**What you will do:** Return all of the entries, keeping every word and mark as it is.

**Records for the task:**

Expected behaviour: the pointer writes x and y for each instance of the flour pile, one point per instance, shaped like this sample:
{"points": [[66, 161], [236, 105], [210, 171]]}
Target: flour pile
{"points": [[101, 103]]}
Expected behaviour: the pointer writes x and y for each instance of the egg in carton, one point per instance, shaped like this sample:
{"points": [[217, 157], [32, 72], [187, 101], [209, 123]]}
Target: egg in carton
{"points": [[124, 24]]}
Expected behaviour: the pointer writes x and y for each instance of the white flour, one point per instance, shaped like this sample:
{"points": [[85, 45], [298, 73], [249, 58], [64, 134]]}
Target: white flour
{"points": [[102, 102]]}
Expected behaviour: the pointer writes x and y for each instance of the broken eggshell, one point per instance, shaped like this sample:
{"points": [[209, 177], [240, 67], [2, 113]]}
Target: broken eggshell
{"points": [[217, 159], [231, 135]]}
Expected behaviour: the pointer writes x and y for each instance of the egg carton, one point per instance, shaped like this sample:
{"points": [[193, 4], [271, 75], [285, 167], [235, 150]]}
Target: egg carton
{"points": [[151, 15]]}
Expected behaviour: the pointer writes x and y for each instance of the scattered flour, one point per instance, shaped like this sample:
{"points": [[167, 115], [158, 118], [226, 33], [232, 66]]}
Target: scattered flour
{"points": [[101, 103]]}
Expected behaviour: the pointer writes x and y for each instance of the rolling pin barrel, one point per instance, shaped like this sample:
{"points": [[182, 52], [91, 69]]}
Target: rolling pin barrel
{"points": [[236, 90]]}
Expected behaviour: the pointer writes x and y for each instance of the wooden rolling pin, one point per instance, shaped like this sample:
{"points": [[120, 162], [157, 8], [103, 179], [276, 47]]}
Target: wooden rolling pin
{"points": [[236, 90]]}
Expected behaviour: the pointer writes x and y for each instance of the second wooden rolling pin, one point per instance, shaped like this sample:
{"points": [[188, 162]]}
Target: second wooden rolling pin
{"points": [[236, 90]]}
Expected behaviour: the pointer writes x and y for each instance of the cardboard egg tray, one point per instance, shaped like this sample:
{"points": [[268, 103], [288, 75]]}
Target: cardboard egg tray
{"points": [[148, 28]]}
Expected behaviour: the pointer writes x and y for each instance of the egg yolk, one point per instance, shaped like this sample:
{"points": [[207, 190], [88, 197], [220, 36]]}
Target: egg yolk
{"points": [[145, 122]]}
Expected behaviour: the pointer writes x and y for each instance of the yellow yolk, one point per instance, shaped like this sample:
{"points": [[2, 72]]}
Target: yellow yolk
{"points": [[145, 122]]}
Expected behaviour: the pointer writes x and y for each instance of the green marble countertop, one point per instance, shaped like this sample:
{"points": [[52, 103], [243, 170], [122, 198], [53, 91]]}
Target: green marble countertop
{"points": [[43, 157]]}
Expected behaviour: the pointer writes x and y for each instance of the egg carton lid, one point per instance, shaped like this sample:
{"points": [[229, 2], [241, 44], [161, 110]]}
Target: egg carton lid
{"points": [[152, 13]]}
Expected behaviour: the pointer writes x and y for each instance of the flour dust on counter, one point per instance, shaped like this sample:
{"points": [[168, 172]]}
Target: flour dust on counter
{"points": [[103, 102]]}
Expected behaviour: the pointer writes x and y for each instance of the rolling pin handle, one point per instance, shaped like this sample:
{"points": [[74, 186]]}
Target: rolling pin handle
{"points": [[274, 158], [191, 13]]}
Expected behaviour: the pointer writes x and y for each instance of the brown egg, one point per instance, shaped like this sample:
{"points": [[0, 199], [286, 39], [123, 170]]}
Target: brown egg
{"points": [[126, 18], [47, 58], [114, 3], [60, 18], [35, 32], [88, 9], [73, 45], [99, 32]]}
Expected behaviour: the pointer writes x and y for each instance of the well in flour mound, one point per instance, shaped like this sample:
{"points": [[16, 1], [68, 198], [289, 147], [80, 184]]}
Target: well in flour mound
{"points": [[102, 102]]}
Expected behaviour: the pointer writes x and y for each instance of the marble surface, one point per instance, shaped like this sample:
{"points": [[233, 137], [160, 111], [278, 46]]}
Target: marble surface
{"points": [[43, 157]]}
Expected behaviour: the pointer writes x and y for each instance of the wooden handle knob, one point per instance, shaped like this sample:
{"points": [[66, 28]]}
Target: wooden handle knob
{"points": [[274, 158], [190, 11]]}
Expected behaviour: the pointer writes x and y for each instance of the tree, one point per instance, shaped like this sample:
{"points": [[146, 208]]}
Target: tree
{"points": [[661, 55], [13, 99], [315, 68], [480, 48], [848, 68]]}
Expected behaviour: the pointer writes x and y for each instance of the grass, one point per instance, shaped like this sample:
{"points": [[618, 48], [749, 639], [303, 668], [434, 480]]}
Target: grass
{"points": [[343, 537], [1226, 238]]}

**Response below:**
Expected behaviour: the pointer writes x and y for each instance of the flour pile, one point per instance, shaped like this sample:
{"points": [[66, 161], [236, 105], [210, 171]]}
Target: flour pile
{"points": [[101, 103]]}
Expected behaviour: the pointer writes x and y for each instance of the egg in carton, one point per instance, shaped like this sample:
{"points": [[217, 157], [32, 72], [187, 101], [209, 123]]}
Target: egg in carton
{"points": [[124, 24]]}
Expected behaviour: the pointer writes x and y for each instance of the white flour, one point per instance, shaped like this sample:
{"points": [[85, 45], [298, 73], [249, 58], [64, 134]]}
Target: white flour
{"points": [[102, 102]]}
Expected behaviour: the pointer writes x and y for each instance of the broken eggshell, one point per instance, shaped like this sample:
{"points": [[209, 177], [240, 67], [2, 113]]}
Target: broken eggshell
{"points": [[217, 159], [231, 135]]}
Expected behaviour: the pointer writes x and y for each instance of the egg carton, one point per instance, shaped like this sample:
{"points": [[193, 4], [271, 75], [285, 167], [235, 150]]}
Target: egg carton
{"points": [[151, 15]]}
Expected behaviour: the pointer writes x and y for each instance of the scattered flour, one point per instance, shaped like this sample:
{"points": [[167, 115], [158, 118], [226, 33], [232, 66]]}
Target: scattered flour
{"points": [[101, 103]]}
Expected behaviour: the pointer writes x and y for each instance of the rolling pin barrel, one point per instance, shaped like this sample:
{"points": [[182, 52], [91, 69]]}
Target: rolling pin barrel
{"points": [[236, 90]]}
Expected behaviour: the pointer writes x and y for each instance of the wooden rolling pin, one point per instance, shaped like this sample:
{"points": [[120, 162], [157, 8], [103, 179], [276, 47]]}
Target: wooden rolling pin
{"points": [[236, 90]]}
Expected behaviour: the pointer writes x and y for each instance of the second wooden rolling pin, one point per instance, shaped like this sample:
{"points": [[188, 162]]}
Target: second wooden rolling pin
{"points": [[236, 90]]}
Expected behaviour: the pointer writes x and y for each instance of the cardboard egg tray, one point per instance, shaped like this sample:
{"points": [[268, 103], [288, 75]]}
Target: cardboard egg tray
{"points": [[148, 28]]}
Expected behaviour: the pointer writes x and y for each instance of the egg yolk, one point per instance, shaped like this sample:
{"points": [[207, 190], [88, 197], [220, 36]]}
Target: egg yolk
{"points": [[145, 122]]}
Expected behaviour: the pointer writes x and y for each instance of the yellow yolk, one point per instance, shaped like this sample:
{"points": [[2, 72]]}
Target: yellow yolk
{"points": [[145, 122]]}
Expected behaviour: the pointer writes x and y for each instance of the green marble countertop, one point per instance, shaped like this sample:
{"points": [[52, 103], [243, 170], [122, 198], [53, 91]]}
Target: green marble countertop
{"points": [[43, 157]]}
Expected behaviour: the pointer writes x and y for each instance of the egg carton lid, one point per instance, shaped like this sample:
{"points": [[229, 2], [241, 44], [161, 110]]}
Target: egg carton lid
{"points": [[152, 13]]}
Expected behaviour: the pointer writes x and y for each instance of the flour dust on counter, one point per instance, shaped like this sample:
{"points": [[168, 172]]}
Target: flour dust on counter
{"points": [[103, 102]]}
Expected behaviour: the pointer writes x and y for each instance of the rolling pin handle, one point per instance, shaped like this sample:
{"points": [[74, 186]]}
Target: rolling pin handle
{"points": [[274, 158], [191, 13]]}
Expected behaviour: the pointer writes x and y for each instance of the brown egg, one point per instance, shaped like this sample:
{"points": [[0, 199], [286, 39], [123, 170]]}
Target: brown egg
{"points": [[126, 18], [47, 58], [114, 3], [60, 18], [35, 32], [88, 9], [73, 45], [99, 32]]}
Expected behaviour: the pointer writes x and y for each instance of the well in flour mound, one point per instance, shaped like this sample:
{"points": [[16, 1], [68, 198], [289, 147], [80, 184]]}
Target: well in flour mound
{"points": [[102, 102]]}
Expected behaviour: the pointer writes x and y for each instance of the marble surface, one point per instance, shaped like this sample:
{"points": [[233, 137], [160, 111], [278, 46]]}
Target: marble surface
{"points": [[43, 157]]}
Expected behaviour: the pointer writes x and y for each instance of the wooden handle knob, one point per instance, shaped like this sample:
{"points": [[66, 28]]}
Target: wooden handle knob
{"points": [[274, 158], [190, 11]]}
Expected behaviour: the pointer writes x and y for each instance of the tree, one point per instance, shaped like this sample:
{"points": [[146, 208]]}
Target: tree
{"points": [[661, 55], [13, 99], [315, 68], [480, 48], [848, 68]]}
Expected behaviour: the pointer writes x and y for each instance of the grass, one point per instance, shaped like this sample:
{"points": [[618, 48], [749, 639], [303, 668], [434, 480]]}
Target: grass
{"points": [[343, 537], [1226, 238]]}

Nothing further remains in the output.